#### [Task brief]
Both the line containing "downspout and return the coordinates." and the last line of the listing are included: write out exactly the lines from one to the other.

(Stored data entries)
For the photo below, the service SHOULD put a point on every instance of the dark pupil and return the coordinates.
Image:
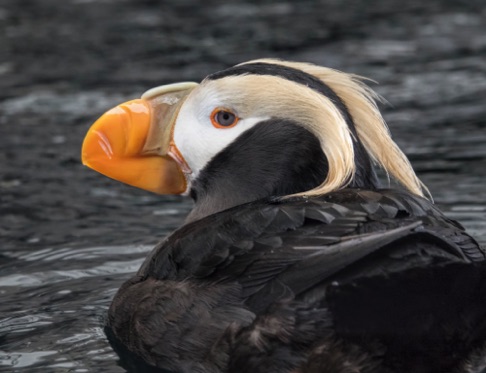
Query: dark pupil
(225, 118)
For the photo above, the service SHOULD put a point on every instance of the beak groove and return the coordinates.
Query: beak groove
(132, 142)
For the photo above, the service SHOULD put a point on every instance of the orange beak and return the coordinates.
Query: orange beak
(132, 142)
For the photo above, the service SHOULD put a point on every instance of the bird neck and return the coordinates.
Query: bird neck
(275, 158)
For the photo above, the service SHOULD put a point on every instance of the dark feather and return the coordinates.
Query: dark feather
(354, 278)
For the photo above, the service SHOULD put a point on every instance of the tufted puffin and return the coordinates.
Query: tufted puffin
(294, 258)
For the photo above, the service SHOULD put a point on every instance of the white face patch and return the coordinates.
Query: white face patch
(195, 136)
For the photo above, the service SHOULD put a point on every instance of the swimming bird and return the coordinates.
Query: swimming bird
(294, 257)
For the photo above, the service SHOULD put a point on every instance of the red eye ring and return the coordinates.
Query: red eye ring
(223, 118)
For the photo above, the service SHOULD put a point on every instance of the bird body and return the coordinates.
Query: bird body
(294, 258)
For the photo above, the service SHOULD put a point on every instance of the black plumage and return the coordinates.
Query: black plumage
(378, 279)
(259, 279)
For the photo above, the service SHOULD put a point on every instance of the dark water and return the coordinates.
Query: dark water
(69, 238)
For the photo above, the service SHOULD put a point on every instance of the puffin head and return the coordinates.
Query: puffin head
(259, 129)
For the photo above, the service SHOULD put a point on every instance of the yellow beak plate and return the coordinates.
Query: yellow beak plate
(126, 145)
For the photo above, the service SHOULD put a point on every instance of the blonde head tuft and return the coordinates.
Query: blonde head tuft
(371, 129)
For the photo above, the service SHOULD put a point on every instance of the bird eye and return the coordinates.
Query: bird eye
(223, 118)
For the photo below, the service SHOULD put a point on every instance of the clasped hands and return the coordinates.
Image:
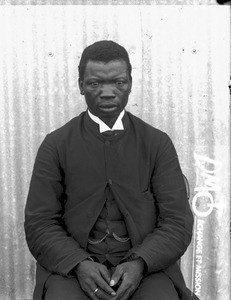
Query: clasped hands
(97, 282)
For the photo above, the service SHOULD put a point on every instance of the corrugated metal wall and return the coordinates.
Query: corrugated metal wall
(181, 68)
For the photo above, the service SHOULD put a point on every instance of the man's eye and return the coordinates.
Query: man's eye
(94, 84)
(120, 83)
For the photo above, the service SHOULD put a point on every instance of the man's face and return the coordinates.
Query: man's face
(106, 87)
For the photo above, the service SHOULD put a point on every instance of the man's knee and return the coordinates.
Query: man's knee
(157, 286)
(59, 288)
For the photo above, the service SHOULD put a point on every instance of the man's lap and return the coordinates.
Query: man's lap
(156, 286)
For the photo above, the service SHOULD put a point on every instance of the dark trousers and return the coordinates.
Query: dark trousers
(156, 286)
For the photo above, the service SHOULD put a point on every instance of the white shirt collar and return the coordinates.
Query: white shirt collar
(103, 127)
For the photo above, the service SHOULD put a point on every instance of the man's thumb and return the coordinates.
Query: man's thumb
(115, 278)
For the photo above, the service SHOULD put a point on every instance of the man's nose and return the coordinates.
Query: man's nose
(107, 91)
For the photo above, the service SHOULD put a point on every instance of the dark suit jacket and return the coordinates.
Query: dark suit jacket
(72, 168)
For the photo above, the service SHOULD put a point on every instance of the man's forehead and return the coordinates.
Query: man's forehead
(113, 66)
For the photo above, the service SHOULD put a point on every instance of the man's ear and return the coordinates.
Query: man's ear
(81, 87)
(130, 85)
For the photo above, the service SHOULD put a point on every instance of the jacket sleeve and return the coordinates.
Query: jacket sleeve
(173, 231)
(46, 235)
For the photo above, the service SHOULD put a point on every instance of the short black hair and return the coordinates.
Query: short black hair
(103, 51)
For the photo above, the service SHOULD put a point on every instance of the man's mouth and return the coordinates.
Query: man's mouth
(108, 107)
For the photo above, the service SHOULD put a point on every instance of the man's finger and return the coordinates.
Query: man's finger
(116, 276)
(102, 284)
(102, 295)
(105, 274)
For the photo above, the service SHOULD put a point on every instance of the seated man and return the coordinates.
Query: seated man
(107, 215)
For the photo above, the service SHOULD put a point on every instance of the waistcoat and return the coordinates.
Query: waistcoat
(108, 240)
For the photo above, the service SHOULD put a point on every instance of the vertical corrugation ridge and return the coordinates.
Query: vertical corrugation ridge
(181, 67)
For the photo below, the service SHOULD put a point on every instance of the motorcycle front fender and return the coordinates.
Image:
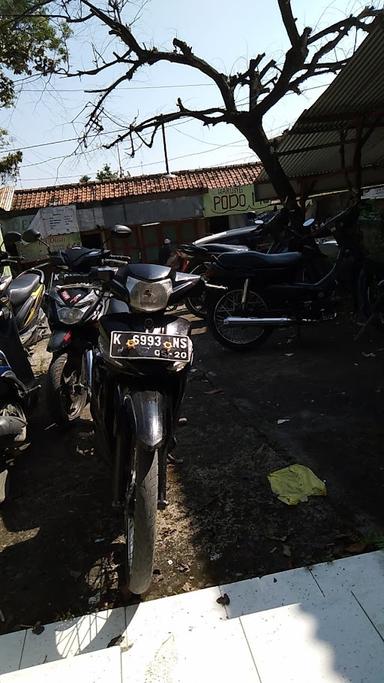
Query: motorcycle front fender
(148, 412)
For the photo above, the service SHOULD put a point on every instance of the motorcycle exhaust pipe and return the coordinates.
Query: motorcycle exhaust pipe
(238, 321)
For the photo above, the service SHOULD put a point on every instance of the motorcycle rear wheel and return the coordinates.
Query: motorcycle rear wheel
(197, 304)
(238, 338)
(140, 520)
(66, 401)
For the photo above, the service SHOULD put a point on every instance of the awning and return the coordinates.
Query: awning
(325, 140)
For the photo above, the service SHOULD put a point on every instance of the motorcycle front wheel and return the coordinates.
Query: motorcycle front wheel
(238, 338)
(140, 520)
(66, 393)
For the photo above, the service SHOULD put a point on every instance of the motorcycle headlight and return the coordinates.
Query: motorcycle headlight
(70, 316)
(149, 296)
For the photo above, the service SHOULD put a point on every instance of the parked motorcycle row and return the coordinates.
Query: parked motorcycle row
(118, 344)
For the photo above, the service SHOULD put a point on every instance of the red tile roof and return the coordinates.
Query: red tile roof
(199, 180)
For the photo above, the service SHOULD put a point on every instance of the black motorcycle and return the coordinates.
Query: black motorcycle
(73, 308)
(198, 259)
(17, 386)
(26, 293)
(138, 374)
(262, 292)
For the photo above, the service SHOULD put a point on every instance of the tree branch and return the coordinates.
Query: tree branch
(182, 54)
(353, 22)
(93, 72)
(155, 122)
(289, 21)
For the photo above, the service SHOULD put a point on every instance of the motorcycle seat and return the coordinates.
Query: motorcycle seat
(11, 427)
(22, 287)
(257, 259)
(216, 248)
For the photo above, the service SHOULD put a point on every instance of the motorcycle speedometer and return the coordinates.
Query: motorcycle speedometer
(70, 316)
(149, 296)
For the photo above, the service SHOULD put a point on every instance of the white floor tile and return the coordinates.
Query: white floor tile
(69, 638)
(352, 573)
(332, 642)
(214, 653)
(153, 623)
(96, 667)
(11, 647)
(372, 602)
(275, 590)
(178, 612)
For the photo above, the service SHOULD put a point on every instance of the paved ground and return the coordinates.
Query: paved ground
(62, 547)
(323, 625)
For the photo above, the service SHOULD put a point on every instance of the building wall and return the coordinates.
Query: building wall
(179, 219)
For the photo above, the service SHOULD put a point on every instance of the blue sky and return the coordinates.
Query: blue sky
(225, 34)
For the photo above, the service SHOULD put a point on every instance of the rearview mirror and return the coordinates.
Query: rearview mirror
(31, 235)
(121, 231)
(11, 238)
(308, 223)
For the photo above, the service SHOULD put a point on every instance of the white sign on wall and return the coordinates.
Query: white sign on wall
(56, 220)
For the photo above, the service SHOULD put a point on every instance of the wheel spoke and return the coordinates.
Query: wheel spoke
(231, 305)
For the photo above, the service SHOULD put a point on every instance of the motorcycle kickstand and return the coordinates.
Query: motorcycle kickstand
(172, 459)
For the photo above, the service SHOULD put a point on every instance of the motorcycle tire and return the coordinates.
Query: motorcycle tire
(140, 518)
(65, 408)
(238, 339)
(13, 410)
(367, 298)
(197, 305)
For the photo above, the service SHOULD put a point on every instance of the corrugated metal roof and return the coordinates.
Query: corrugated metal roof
(355, 97)
(6, 197)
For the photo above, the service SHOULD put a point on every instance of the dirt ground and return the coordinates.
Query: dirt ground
(62, 546)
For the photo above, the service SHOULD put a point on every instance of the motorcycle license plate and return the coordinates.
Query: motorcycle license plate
(140, 345)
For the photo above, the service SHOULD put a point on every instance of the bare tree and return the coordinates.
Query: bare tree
(311, 54)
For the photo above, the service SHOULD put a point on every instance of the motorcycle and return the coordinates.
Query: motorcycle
(274, 233)
(73, 308)
(26, 293)
(261, 292)
(138, 374)
(198, 258)
(16, 384)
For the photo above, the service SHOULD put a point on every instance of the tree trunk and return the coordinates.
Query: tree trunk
(260, 144)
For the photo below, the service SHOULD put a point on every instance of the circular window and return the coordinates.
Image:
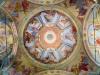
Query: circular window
(8, 39)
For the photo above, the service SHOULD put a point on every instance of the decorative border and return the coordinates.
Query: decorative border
(55, 72)
(14, 33)
(85, 33)
(44, 2)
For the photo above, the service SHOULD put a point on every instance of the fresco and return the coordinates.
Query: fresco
(50, 39)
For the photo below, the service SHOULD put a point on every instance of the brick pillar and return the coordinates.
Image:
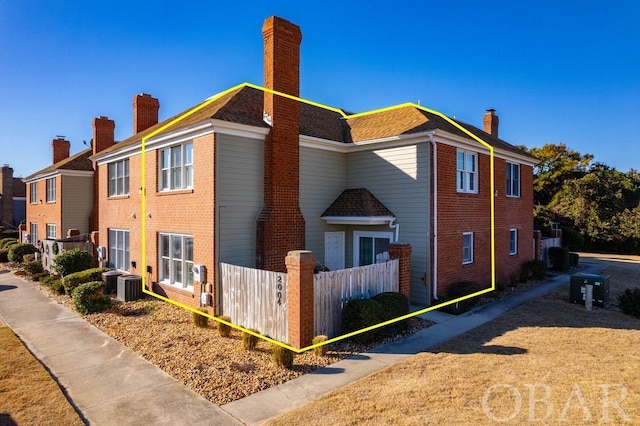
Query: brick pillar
(402, 251)
(300, 303)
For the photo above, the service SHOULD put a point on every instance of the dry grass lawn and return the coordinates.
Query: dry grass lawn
(28, 394)
(546, 362)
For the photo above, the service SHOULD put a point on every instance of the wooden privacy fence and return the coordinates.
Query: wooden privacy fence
(256, 299)
(333, 289)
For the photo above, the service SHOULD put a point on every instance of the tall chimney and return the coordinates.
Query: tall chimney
(280, 226)
(491, 121)
(145, 112)
(61, 148)
(103, 134)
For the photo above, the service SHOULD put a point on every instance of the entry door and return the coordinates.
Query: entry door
(334, 250)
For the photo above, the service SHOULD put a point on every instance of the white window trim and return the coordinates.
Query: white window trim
(475, 173)
(467, 262)
(372, 234)
(187, 264)
(510, 184)
(513, 231)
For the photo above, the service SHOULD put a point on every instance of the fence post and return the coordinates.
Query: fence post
(300, 304)
(402, 252)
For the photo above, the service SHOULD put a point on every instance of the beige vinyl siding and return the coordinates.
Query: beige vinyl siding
(322, 179)
(239, 190)
(399, 178)
(77, 203)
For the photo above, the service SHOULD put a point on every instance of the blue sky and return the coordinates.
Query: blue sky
(555, 71)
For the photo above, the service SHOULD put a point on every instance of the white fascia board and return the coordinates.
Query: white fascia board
(358, 220)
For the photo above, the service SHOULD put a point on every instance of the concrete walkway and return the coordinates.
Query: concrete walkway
(109, 384)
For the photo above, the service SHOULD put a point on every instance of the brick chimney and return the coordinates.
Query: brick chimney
(145, 112)
(103, 134)
(490, 122)
(280, 226)
(61, 148)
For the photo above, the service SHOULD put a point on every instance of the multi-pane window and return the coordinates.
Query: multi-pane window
(119, 178)
(119, 249)
(176, 167)
(467, 248)
(513, 180)
(51, 230)
(33, 192)
(51, 190)
(513, 241)
(467, 171)
(176, 260)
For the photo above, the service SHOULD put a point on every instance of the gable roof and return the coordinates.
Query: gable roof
(77, 162)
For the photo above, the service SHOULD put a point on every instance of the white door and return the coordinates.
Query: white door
(334, 250)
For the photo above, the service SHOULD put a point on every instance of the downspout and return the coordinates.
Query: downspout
(435, 218)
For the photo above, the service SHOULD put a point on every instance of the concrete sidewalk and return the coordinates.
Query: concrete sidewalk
(106, 382)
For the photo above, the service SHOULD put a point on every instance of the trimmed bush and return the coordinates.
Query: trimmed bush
(72, 281)
(629, 302)
(283, 357)
(538, 269)
(559, 257)
(224, 330)
(200, 320)
(17, 252)
(89, 298)
(320, 350)
(395, 305)
(71, 261)
(249, 341)
(361, 313)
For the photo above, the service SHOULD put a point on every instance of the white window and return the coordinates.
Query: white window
(119, 249)
(176, 260)
(33, 192)
(51, 230)
(513, 180)
(513, 241)
(370, 247)
(467, 171)
(119, 178)
(467, 248)
(176, 167)
(33, 228)
(51, 190)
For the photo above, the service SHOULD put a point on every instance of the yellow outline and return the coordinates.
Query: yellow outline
(143, 190)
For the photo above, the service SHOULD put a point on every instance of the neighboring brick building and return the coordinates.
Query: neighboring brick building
(253, 175)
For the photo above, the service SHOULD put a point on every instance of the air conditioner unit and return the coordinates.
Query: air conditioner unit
(199, 273)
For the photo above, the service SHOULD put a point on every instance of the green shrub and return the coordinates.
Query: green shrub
(249, 341)
(395, 305)
(361, 313)
(198, 319)
(320, 350)
(73, 260)
(224, 330)
(538, 269)
(17, 251)
(559, 257)
(33, 267)
(629, 302)
(89, 298)
(72, 281)
(283, 357)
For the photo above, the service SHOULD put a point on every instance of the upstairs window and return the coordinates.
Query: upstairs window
(513, 180)
(119, 178)
(51, 190)
(176, 167)
(467, 171)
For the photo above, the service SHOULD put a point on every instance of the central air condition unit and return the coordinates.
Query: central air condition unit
(199, 273)
(129, 287)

#### [Answer to the exercise]
For the photo above, the service SHOULD put a point on every instance of the downspout and return the coordinates.
Query: downspout
(435, 218)
For the photo above, the service SHOULD put a point on every instance of the concrete sidewalk and return the coordinates.
Query: concrete sidewalk
(106, 382)
For the photo above, the service SHOULD put a point on every instance of the trimmed bush and return the coordinates.
Query: trimmed bush
(72, 281)
(629, 302)
(283, 357)
(538, 269)
(559, 257)
(224, 330)
(200, 320)
(17, 252)
(89, 298)
(320, 350)
(395, 305)
(71, 261)
(249, 341)
(361, 313)
For the photo above, the service SHOULD put a point on every instance of the white window and return the coordinates.
Query: white window
(119, 249)
(176, 260)
(33, 192)
(51, 230)
(513, 180)
(513, 241)
(370, 247)
(467, 171)
(119, 178)
(467, 248)
(176, 167)
(33, 228)
(51, 190)
For the photo above, the service SHOULD put a point on every instance of the yellow outline and return the coordinates.
Query: yellow outline
(143, 190)
For the photo above, the service SHOULD put a point on every instance of the neighboring brick building and return the coordinates.
Query: neighboring brick building
(253, 175)
For the photo above, the service SHOULD put a point on every instance of the air conditioner unit and return the coordinates.
Query: air conditioner unit
(199, 273)
For the photo above, the service SHOULD put a point on every instance of the green shrub and return the coordinates.
Query: green shrub
(249, 341)
(395, 305)
(361, 313)
(198, 319)
(320, 350)
(73, 260)
(224, 330)
(538, 269)
(17, 251)
(559, 257)
(33, 267)
(629, 302)
(89, 298)
(72, 281)
(283, 357)
For the photo above, the service SHOULD put a point on every instance of the upstairs window and return the coordinates.
Query: upstairs window
(513, 180)
(119, 178)
(51, 190)
(176, 167)
(467, 171)
For the photo above, the service SHOULD put a point on every instance of the central air condition unit and return the coordinates.
Query: central air condition unit
(199, 273)
(129, 287)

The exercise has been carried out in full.